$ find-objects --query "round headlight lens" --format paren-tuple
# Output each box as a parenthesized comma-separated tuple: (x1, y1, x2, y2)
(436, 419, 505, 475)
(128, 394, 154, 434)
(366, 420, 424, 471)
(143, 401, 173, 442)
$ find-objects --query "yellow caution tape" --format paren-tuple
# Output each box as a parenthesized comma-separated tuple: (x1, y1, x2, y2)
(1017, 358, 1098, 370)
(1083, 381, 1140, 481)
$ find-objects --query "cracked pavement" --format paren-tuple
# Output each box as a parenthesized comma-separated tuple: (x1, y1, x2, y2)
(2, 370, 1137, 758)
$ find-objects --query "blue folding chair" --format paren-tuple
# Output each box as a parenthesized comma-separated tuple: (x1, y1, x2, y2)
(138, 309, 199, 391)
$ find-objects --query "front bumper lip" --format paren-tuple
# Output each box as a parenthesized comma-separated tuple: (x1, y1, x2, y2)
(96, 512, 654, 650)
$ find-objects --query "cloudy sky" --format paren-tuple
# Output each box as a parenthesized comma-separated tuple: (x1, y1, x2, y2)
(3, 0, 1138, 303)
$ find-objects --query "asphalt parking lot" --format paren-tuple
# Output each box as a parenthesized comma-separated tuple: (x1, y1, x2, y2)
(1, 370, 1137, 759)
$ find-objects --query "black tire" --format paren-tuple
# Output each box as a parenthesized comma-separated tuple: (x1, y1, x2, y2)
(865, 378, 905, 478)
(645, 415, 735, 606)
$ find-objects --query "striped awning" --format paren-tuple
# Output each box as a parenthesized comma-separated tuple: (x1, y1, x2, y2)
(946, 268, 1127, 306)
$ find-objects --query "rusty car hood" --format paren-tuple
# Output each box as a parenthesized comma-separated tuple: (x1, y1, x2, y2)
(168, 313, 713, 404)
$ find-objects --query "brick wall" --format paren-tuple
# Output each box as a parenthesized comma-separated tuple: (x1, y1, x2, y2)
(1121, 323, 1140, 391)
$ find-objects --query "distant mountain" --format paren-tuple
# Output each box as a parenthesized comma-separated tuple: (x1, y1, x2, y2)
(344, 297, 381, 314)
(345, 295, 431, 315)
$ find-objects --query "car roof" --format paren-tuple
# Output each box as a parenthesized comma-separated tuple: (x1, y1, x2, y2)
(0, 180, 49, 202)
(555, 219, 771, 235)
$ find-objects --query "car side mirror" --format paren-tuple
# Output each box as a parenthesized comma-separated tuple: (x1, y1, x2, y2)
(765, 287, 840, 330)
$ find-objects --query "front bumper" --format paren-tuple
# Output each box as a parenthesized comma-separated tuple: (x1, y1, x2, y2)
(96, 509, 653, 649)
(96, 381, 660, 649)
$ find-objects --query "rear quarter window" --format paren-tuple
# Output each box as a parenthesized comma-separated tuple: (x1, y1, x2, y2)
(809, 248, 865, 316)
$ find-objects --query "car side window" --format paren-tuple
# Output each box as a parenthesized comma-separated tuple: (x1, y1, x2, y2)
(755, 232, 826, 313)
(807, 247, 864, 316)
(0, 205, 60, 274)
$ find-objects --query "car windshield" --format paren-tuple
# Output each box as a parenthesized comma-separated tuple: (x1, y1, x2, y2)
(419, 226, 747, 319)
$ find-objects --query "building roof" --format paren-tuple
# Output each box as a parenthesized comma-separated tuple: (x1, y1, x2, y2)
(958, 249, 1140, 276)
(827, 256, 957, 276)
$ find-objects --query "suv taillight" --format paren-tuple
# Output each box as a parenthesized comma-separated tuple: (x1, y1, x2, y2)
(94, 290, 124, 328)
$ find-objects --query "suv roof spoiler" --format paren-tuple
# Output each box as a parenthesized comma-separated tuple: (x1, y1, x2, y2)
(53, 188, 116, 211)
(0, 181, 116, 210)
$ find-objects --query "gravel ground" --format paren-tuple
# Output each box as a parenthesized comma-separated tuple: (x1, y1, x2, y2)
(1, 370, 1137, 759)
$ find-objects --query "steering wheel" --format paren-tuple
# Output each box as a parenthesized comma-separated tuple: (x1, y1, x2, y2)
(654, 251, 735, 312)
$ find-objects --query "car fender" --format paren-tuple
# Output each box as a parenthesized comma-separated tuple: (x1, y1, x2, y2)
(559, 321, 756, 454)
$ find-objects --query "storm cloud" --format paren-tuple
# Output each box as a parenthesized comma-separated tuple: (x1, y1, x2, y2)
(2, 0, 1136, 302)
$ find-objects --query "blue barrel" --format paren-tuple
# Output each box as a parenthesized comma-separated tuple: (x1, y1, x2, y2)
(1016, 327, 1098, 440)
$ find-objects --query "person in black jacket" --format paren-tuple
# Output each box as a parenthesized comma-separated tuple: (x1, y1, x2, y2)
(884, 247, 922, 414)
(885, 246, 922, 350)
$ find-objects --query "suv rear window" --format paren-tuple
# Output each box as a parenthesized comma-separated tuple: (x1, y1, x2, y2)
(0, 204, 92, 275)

== AIM OF THE EXERCISE ==
In the listing above, find every line with the word "front" and copy it out.

== ANSWER TO THE EXERCISE ==
$ find-objects --query "front bumper lip" --format paren-tuple
$ find-objects --query "front bumper" --format paren-tuple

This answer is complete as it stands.